WHAT TO WORK ON: Once the pictures are set aside, transcribe the remaining data exactly.

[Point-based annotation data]
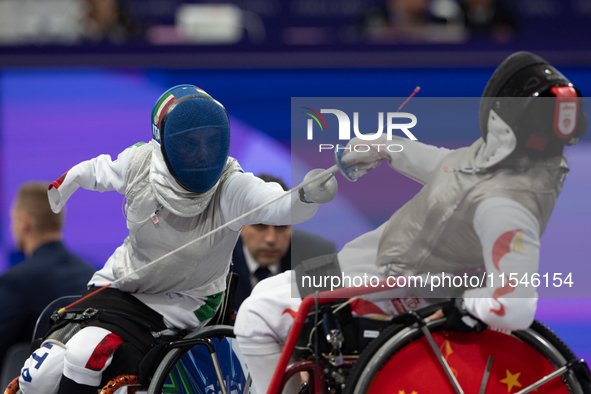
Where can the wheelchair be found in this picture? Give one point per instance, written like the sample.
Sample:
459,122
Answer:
205,361
413,355
409,354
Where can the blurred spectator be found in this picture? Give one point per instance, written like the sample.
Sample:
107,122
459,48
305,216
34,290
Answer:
412,21
50,271
110,21
490,18
263,250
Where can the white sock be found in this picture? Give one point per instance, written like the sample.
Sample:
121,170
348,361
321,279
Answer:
262,356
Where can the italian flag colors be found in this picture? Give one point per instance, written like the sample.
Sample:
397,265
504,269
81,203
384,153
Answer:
165,102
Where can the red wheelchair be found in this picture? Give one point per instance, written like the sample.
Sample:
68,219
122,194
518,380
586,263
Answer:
409,355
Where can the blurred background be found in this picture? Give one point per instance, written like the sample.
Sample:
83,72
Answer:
79,78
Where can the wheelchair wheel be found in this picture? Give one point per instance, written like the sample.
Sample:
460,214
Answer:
188,367
400,360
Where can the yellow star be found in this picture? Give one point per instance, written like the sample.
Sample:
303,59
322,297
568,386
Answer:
511,380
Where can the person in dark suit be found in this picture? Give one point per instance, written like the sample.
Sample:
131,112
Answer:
49,270
265,250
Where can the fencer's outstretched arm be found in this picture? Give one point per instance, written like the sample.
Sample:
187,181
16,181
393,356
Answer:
416,160
509,235
244,192
100,174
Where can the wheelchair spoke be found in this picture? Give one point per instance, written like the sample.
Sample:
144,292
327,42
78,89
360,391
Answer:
218,372
247,384
549,377
486,375
442,359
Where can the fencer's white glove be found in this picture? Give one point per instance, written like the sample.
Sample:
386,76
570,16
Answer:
320,191
364,156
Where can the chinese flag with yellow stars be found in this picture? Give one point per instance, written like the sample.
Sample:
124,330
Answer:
416,370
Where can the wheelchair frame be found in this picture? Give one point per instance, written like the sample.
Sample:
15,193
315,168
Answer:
423,327
317,370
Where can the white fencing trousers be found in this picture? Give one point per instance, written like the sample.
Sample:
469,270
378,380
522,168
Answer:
83,359
262,325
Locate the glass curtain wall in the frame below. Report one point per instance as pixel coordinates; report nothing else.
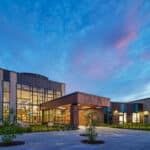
(28, 100)
(6, 100)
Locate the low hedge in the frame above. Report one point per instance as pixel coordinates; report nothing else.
(38, 128)
(134, 126)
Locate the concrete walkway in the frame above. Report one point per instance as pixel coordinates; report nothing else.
(115, 139)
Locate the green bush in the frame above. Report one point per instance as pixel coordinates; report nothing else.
(92, 119)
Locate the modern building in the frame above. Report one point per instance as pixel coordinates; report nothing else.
(34, 99)
(22, 93)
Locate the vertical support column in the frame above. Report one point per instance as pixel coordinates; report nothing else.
(13, 98)
(74, 115)
(101, 112)
(63, 89)
(1, 96)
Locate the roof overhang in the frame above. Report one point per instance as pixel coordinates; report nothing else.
(77, 98)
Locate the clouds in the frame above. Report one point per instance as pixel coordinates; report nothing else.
(101, 47)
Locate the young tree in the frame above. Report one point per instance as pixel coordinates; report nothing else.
(92, 121)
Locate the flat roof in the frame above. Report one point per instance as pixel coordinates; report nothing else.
(77, 98)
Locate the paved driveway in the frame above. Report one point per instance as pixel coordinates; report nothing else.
(115, 139)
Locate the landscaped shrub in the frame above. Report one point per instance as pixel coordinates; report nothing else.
(8, 132)
(92, 121)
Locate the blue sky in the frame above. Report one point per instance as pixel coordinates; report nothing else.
(95, 46)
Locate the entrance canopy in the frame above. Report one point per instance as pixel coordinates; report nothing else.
(77, 98)
(75, 106)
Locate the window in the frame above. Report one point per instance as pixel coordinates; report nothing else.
(136, 117)
(6, 99)
(28, 100)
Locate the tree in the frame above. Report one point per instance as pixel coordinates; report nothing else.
(92, 119)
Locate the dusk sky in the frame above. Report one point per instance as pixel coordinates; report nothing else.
(95, 46)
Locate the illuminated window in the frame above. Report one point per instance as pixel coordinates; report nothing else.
(6, 99)
(122, 117)
(136, 117)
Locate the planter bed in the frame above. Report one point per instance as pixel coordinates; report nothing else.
(13, 143)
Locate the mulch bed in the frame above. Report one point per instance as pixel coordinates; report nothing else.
(13, 143)
(93, 142)
(83, 134)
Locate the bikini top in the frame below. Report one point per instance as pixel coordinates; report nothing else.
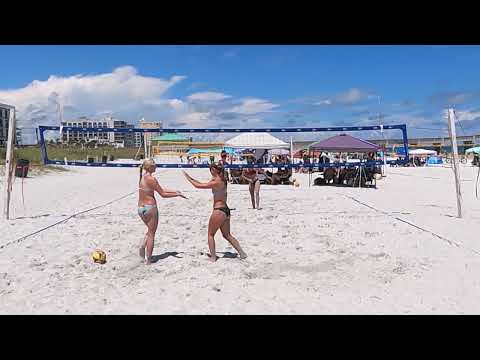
(146, 189)
(220, 192)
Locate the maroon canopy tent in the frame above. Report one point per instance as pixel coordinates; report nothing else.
(344, 143)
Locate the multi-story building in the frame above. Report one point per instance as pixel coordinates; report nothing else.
(118, 139)
(4, 119)
(18, 136)
(76, 136)
(143, 124)
(134, 139)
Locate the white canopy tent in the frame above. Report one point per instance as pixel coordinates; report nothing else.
(256, 141)
(421, 152)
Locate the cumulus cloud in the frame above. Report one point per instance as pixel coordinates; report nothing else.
(251, 106)
(349, 97)
(454, 97)
(467, 115)
(123, 92)
(208, 96)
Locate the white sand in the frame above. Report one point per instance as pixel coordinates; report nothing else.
(311, 250)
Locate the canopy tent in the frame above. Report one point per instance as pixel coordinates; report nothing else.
(422, 152)
(299, 154)
(256, 141)
(475, 150)
(344, 143)
(194, 151)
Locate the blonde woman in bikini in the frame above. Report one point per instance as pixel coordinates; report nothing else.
(147, 205)
(220, 218)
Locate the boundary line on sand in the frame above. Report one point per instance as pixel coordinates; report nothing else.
(409, 223)
(64, 220)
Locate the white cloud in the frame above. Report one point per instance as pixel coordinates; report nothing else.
(128, 95)
(124, 92)
(351, 96)
(251, 106)
(324, 102)
(208, 96)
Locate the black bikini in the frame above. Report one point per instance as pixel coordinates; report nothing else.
(223, 191)
(224, 209)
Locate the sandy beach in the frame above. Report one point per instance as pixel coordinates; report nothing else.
(312, 250)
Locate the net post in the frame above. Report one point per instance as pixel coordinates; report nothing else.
(9, 162)
(456, 169)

FULL RESPONSE:
Where can the wheelchair be found in this picture? Give one point per instance, written like the sample.
Sample:
459,122
Answer:
205,361
413,355
409,354
Where can the blurred spectator be found in this picture? Give one point per instance, written like the sample.
Sample:
107,122
459,48
305,216
34,290
Answer:
412,21
50,271
110,21
490,18
263,250
Where can the white sock be found in this picture? Give one point per instance, written like the sample.
Sample:
121,170
348,361
321,279
Answer:
262,356
Where can the italian flag colors be found in this picture? Give one point per instance, written like the sample.
Sample:
397,265
504,269
81,203
384,153
Answer:
165,102
Where can the red wheelchair be found in this picture? Give one point per instance, written like the sample.
Sample:
68,219
122,194
518,380
586,263
Answer:
409,355
Where can the blurred background be found in this picture? Give one point per instance, written like the sample.
Sample:
83,72
Answer:
79,78
Where can the wheelchair wheel be found in this picture? Give one point per instance, written like the sample.
Sample:
460,214
Answer:
188,367
400,360
Where can the yellow star be found in this picture? Give one point per instance, written like the sample.
Sample:
303,59
322,297
568,386
Answer:
511,380
Where can the person in dark suit be found in this picture? Give one point per instance, written like the sample.
Sample:
131,112
Answer:
49,270
265,250
Where can the fencer's outstretched arm be found in this picture? Give one point per instance, written like the sample.
Sample:
187,181
16,181
393,356
Answer:
416,160
509,235
244,192
100,174
Where can the wheelchair spoke be found in this picture? Give one point per instance, written like the sample.
Sample:
144,292
327,42
78,89
360,391
Answer:
218,372
247,384
549,377
486,375
442,359
Where can the fencer's white glove be found in this picture? Give one point per instance, written like the sample.
Sample:
386,76
570,16
Answer:
320,191
364,156
Where can the chinese flag with yellow stars be found in this picture? Give one point per instance, written like the sample.
Sample:
124,330
Answer:
416,370
Where can the wheelchair frame be found in this picture? Give one point per instance, written like the sample.
Sample:
15,193
315,168
Answer:
423,327
317,370
Where can the white fencing trousers be found in this picture? Give one point per instance, written like the sample.
Sample:
469,270
378,380
522,168
Answer:
83,359
262,325
Locate the glass curtain wall in the frame below. Report one point per instance as pixel coordinates; report nothing else.
(28, 100)
(6, 100)
Locate the low hedge in the frame above. Report one point per instance as pixel coordinates; report nothing else.
(38, 128)
(134, 126)
Locate the concrete walkway in the frame above. Report one point per instance as pixel coordinates; report nothing else.
(115, 139)
Locate the green bush in the frame above. Report one point per instance as pixel coordinates; report nothing else.
(92, 119)
Locate the modern building in the frame above. Report one point per instance as pixel coordinates; report nothing else.
(34, 99)
(22, 93)
Locate the vertical support column in the frame above. Report one point per instance as pixel coordinates; report nothing else.
(13, 98)
(74, 115)
(101, 112)
(63, 89)
(1, 96)
Locate the roof overhang in the frame above. Report one point per instance as pixel coordinates; report nothing else.
(77, 98)
Locate the clouds in the frame above. Report one point per instance as pixel coordinates; report nothing else.
(101, 47)
Locate the young tree in the frame above. Report one point per instance as pixel coordinates; report nothing else.
(92, 121)
Locate the flat roof in the frame above. Report one point per instance as pixel coordinates; report nothing else.
(77, 98)
Locate the paved driveway in the frame above. Report one point per instance as pixel coordinates; report nothing else.
(115, 139)
Locate the landscaped shrub in the frame above. Report one point per instance as pixel coordinates; report nothing else.
(8, 132)
(92, 121)
Locate the blue sky in the frame above. Report one point per instance as pixel coordinates; report nothing else.
(95, 46)
Locate the entrance canopy in the frame above. Report one point per instance as pixel coordinates; report nothing else.
(77, 98)
(75, 106)
Locate the window in the frame above. Report one point per instance as pixel coordinates; report nothing else.
(136, 117)
(6, 99)
(28, 100)
Locate the tree in the frame above. Report one point per instance as pixel coordinates; report nothing else.
(92, 119)
Locate the dusk sky in the frame above. Report one point per instance as pixel coordinates; report nothing else.
(95, 46)
Locate the illuminated window in the frame above. Report one point per instance as pixel coordinates; report nothing else.
(6, 99)
(122, 117)
(136, 117)
Locate the planter bed in the frame above. Report one point per instance as pixel coordinates; report nothing else.
(13, 143)
Locate the mulch bed in the frame above. Report one point per instance as pixel coordinates; report nothing else.
(13, 143)
(93, 142)
(83, 134)
Locate the bikini top in the frame below. Report one point per instance as pixel coordinates; report nothing else.
(146, 189)
(220, 192)
Locate the maroon canopy tent in the frame above. Report one point per instance as pixel coordinates; report nothing else.
(344, 143)
Locate the multi-story building in the frame above. Report one point per instance as pixel coordinates; report nothing else.
(118, 139)
(4, 119)
(18, 136)
(76, 136)
(143, 124)
(134, 139)
Locate the white canopy tent in the frame above. Report one point per instance as pixel coordinates; report nothing else.
(256, 141)
(421, 152)
Locate the cumulus cloud in the frame above. Report one point per instance as pixel coordinates; report nothing else.
(251, 106)
(349, 97)
(454, 97)
(467, 115)
(123, 92)
(208, 96)
Locate the white sand in the frame above. Report one point per instance as pixel coordinates; report nothing else.
(311, 250)
Locate the canopy tent in the frame above. Report one point per instance as pixel coordinates; report nothing else.
(422, 152)
(299, 154)
(256, 141)
(475, 150)
(344, 143)
(194, 151)
Locate the blonde woman in bikini in the frame above. Report one point per instance as pixel coordinates; report nothing else.
(147, 205)
(220, 218)
Locate the boundary line on sand in the frame above. Report one point per instance as pixel coordinates; report nothing else.
(409, 223)
(64, 220)
Locate the white cloud in the frame above. Report one point per instance as pixel coordinates; report nothing else.
(128, 95)
(124, 92)
(351, 96)
(251, 106)
(324, 102)
(208, 96)
Locate the black bikini in the frame above. Report one point per instance as pixel coordinates; report nothing else.
(223, 191)
(224, 209)
Locate the sandy beach in the frame above. Report one point per instance as pixel coordinates; report nothing else.
(312, 250)
Locate the net post in the frame above. Report one point per instance as pixel coordinates; report nothing else.
(9, 162)
(456, 169)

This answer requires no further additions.